#### Input records
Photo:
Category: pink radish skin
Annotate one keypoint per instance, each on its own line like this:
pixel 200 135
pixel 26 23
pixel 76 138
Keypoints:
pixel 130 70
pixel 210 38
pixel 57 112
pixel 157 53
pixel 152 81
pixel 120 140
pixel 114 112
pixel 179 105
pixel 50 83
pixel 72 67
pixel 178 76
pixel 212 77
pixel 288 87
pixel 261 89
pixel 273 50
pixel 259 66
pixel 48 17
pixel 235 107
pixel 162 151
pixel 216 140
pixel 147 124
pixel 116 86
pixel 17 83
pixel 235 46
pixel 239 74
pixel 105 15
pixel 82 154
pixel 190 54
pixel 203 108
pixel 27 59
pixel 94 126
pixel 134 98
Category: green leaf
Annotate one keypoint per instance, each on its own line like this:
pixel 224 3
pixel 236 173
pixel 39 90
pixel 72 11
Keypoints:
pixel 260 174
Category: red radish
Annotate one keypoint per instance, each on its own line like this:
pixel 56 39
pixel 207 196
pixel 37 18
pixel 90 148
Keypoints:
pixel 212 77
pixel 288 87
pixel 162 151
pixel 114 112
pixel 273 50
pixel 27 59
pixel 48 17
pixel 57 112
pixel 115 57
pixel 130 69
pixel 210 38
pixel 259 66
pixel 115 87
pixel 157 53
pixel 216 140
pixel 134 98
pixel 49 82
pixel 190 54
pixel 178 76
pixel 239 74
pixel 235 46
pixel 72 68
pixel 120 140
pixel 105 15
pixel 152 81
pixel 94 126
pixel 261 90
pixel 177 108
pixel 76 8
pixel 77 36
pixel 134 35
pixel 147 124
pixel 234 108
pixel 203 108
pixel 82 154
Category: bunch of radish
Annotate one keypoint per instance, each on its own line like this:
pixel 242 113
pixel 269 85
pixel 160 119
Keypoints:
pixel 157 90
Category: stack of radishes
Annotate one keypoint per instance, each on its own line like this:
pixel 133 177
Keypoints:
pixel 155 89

#### Work item
Using the material above, find each line that holds "Category" and copy that line.

#### Response for this exercise
Category: pink radish skin
Category: green leaf
Category: red radish
Category: bunch of radish
Category: stack of radishes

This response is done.